[TASK PROMPT]
Copy out each line below in which the string "hillside" appears.

[DATASET EXCERPTS]
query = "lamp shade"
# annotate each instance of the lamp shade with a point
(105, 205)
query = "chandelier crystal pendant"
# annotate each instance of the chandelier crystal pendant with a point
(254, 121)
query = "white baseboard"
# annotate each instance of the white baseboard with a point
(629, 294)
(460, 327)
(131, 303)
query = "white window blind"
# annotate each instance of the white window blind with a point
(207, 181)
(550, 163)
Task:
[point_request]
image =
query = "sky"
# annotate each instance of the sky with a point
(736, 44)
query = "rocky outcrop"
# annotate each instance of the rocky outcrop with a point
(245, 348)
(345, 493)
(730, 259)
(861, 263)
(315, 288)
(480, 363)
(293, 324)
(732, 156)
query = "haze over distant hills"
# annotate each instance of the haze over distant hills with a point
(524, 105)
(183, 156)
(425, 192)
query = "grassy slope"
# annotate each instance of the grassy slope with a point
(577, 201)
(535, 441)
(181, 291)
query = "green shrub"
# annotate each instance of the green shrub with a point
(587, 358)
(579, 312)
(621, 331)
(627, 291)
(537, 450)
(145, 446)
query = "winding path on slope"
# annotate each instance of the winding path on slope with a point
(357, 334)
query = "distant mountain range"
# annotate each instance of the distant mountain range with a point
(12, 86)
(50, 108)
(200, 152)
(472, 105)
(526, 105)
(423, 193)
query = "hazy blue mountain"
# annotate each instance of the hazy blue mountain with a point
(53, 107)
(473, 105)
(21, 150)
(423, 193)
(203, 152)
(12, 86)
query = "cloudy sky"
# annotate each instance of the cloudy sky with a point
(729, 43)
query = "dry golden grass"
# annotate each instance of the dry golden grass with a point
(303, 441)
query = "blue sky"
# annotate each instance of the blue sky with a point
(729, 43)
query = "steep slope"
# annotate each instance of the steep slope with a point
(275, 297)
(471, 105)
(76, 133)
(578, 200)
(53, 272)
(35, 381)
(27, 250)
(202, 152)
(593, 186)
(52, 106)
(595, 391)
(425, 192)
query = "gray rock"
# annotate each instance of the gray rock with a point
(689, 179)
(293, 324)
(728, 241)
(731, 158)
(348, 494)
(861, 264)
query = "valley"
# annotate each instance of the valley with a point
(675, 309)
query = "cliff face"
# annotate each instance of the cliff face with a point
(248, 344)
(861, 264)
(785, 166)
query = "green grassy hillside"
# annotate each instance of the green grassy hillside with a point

[WRITTEN SOLUTION]
query = "green grassy hillside"
# annotate each instance of the green grassy hillside with a point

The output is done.